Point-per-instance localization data
------
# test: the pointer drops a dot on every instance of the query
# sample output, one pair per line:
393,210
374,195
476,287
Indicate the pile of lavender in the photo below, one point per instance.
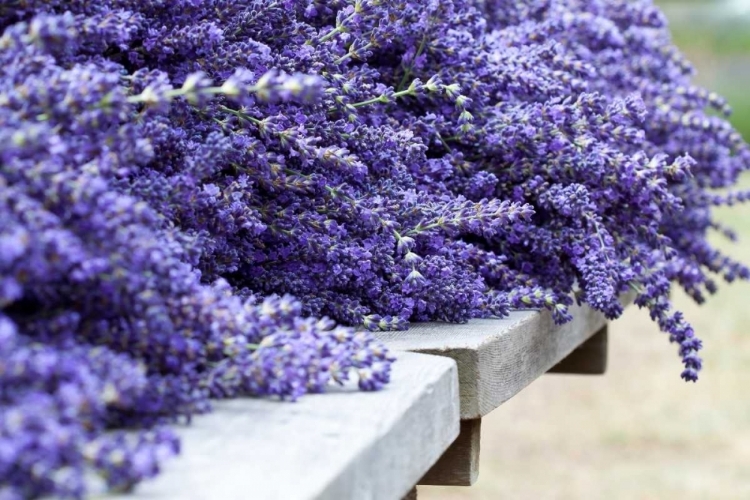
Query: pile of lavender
186,186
------
--- YOUR ASSIGNMENT ---
Write every entry again exactly as given, skipping the pictures.

--- SOLUTION TO THIS PROBLEM ---
# test: the pointer drops a dot on every instance of the query
# sample output, one pair per line:
393,210
374,195
476,287
Indicate the pile of lavender in the photo below, one point per instance.
Query: pile of lavender
186,186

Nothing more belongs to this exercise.